* **Task to carry out**
Below are some records; output exactly the lines from the line with "For each instance of the riverbank" to the line with "For each instance of the white passenger", both ends kept, and nothing more.

* **Data supplied**
━━━━━━━━━━━━━━━━━━━━

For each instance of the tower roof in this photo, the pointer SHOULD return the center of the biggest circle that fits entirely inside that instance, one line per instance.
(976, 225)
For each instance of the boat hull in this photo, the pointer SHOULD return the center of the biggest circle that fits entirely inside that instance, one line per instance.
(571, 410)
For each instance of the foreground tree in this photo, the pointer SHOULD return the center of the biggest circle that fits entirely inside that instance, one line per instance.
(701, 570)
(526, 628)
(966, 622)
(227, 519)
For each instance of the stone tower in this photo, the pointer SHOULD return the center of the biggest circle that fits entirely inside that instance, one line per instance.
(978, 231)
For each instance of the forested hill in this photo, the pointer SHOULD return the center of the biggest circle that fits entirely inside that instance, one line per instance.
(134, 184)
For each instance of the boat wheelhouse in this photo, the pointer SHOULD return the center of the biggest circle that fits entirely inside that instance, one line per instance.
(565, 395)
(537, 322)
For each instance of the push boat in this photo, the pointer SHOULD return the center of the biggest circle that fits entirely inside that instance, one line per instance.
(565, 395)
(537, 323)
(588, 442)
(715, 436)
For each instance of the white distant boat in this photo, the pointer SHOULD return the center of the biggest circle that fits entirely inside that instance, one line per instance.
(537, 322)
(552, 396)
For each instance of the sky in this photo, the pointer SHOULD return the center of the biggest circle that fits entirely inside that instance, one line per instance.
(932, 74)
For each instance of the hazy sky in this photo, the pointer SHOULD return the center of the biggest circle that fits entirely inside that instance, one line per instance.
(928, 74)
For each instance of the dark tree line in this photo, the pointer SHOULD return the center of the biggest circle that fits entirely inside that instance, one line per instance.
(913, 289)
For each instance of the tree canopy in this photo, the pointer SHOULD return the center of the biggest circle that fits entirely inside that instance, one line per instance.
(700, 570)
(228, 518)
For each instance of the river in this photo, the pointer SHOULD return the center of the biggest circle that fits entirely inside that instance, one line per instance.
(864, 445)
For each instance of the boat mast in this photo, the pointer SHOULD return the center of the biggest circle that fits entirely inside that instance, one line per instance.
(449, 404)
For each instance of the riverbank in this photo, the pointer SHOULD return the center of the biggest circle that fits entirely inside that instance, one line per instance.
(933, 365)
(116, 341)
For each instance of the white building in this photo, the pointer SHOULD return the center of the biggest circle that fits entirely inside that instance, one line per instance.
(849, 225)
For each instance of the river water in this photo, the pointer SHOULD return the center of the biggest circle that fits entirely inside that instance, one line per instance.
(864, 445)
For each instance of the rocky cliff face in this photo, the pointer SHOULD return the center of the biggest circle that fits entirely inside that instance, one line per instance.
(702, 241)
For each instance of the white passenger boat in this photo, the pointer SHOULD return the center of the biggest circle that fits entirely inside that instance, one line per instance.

━━━━━━━━━━━━━━━━━━━━

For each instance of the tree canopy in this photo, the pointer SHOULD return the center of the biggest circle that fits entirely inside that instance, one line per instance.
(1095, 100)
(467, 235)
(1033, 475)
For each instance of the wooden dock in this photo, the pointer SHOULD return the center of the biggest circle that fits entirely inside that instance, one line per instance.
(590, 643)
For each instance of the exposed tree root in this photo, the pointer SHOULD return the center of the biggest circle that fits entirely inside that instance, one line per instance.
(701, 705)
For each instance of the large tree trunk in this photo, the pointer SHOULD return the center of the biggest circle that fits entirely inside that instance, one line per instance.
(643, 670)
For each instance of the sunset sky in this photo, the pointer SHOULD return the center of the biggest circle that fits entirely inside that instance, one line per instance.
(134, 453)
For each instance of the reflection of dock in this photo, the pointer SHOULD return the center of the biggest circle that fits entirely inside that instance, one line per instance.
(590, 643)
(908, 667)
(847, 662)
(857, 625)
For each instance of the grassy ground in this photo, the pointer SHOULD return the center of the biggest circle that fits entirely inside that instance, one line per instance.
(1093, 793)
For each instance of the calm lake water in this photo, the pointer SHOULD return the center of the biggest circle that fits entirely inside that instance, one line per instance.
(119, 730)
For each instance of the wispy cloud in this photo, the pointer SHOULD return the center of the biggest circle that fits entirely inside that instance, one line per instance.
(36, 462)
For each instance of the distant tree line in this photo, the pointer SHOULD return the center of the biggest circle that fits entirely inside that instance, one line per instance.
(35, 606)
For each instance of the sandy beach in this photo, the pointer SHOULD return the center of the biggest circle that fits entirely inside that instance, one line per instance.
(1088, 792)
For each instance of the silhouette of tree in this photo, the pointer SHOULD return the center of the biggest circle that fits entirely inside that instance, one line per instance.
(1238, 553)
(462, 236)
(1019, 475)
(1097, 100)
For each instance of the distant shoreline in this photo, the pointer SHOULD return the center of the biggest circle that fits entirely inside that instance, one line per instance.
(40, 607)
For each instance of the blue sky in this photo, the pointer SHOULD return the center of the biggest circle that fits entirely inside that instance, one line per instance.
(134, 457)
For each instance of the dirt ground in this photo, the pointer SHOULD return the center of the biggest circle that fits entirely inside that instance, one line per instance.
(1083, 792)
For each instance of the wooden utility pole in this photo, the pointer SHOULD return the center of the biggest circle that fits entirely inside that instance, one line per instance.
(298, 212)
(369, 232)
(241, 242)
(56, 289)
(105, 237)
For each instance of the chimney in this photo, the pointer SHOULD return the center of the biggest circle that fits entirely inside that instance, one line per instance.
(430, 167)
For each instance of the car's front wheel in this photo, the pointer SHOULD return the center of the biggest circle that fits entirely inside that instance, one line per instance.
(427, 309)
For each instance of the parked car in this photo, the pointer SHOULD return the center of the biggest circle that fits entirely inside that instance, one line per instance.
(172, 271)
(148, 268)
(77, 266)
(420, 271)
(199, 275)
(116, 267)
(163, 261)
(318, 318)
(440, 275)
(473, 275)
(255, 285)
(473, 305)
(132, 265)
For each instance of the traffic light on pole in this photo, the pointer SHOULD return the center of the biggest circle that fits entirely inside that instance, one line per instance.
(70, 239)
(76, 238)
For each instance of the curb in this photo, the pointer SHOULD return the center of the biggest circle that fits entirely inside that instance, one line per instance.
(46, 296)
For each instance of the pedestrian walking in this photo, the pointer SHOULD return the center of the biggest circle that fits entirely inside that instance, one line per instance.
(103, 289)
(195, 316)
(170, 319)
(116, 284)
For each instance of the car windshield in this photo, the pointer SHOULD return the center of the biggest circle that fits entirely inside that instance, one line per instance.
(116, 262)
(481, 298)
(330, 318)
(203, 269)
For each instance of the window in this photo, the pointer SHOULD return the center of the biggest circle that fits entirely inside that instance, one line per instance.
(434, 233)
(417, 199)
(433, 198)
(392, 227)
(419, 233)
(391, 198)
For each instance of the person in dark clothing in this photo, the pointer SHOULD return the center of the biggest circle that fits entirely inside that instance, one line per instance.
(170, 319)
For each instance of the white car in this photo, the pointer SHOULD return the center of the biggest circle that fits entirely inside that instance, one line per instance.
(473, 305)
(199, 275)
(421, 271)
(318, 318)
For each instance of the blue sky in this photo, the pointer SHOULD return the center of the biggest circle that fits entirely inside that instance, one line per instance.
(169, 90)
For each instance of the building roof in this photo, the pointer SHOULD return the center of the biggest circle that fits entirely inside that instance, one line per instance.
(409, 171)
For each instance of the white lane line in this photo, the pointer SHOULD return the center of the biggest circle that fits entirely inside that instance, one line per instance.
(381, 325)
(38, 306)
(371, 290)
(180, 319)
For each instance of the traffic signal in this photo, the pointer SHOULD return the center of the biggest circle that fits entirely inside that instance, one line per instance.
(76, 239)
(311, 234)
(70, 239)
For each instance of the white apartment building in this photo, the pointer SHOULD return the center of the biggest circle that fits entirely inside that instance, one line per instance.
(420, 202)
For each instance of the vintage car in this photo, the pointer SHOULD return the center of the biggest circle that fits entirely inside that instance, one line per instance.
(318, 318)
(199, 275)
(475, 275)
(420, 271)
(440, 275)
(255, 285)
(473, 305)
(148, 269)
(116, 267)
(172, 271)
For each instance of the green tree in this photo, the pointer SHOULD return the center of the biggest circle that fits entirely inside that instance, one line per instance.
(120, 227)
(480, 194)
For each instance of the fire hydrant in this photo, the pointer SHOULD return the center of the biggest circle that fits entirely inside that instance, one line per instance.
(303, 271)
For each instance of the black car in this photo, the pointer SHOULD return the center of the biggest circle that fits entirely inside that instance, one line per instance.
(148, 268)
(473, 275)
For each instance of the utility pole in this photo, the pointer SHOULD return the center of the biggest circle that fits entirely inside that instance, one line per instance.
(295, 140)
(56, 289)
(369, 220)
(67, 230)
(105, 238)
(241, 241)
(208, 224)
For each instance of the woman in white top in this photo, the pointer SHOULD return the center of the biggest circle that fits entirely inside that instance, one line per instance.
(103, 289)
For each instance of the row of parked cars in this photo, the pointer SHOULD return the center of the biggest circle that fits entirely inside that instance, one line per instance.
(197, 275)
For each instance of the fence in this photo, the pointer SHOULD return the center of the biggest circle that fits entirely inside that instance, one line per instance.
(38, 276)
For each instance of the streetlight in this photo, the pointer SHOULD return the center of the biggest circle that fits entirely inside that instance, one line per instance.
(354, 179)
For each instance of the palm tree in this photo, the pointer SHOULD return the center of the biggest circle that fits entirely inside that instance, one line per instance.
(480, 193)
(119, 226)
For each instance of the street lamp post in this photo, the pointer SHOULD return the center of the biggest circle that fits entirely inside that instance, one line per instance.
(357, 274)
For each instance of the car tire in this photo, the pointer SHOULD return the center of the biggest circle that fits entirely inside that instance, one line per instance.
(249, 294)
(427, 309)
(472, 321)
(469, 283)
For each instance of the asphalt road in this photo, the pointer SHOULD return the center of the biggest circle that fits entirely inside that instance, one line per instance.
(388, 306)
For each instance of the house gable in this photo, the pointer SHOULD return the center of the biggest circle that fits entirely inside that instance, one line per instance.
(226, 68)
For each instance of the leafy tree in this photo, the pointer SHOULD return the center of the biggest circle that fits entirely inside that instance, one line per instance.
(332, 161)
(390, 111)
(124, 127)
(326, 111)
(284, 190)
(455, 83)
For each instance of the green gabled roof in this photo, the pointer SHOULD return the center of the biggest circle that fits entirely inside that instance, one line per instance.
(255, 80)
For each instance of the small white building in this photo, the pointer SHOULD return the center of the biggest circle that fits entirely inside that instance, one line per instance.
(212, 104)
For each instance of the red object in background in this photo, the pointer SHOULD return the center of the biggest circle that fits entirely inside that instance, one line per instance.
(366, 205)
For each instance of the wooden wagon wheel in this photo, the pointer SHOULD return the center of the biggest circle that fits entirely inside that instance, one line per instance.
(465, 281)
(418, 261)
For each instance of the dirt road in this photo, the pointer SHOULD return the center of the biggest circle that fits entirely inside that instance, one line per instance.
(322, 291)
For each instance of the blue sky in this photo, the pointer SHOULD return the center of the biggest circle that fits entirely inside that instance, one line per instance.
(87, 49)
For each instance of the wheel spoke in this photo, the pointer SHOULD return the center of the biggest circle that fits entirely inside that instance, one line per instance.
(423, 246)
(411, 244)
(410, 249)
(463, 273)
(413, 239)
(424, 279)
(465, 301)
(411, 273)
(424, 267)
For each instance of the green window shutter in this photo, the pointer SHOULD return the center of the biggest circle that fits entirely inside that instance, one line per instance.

━━━━━━━━━━━━━━━━━━━━

* **Response**
For each instance of the riverbank in this photo, the pointer SHOULD return the center of the biggest circle that fits entirely inside that instance, one line per instance.
(933, 365)
(116, 341)
For each instance of the white building in this photo, the pointer SHOULD return the center of the biggest circle that fits entirely inside that instance, one line per instance.
(849, 225)
For each instance of the river water in this photo, the pointer SHOULD return the center of the biggest circle that fits entirely inside that instance, one line per instance.
(864, 445)
For each instance of the rocky cliff face in this photo, the pointer SHOULD return the center of the biggest circle that fits entirely inside that instance, one line per instance.
(702, 241)
For each instance of the white passenger boat in this photo, the pointer SHOULD return the center of the biggest circle that fits entirely inside that instance, one line per instance.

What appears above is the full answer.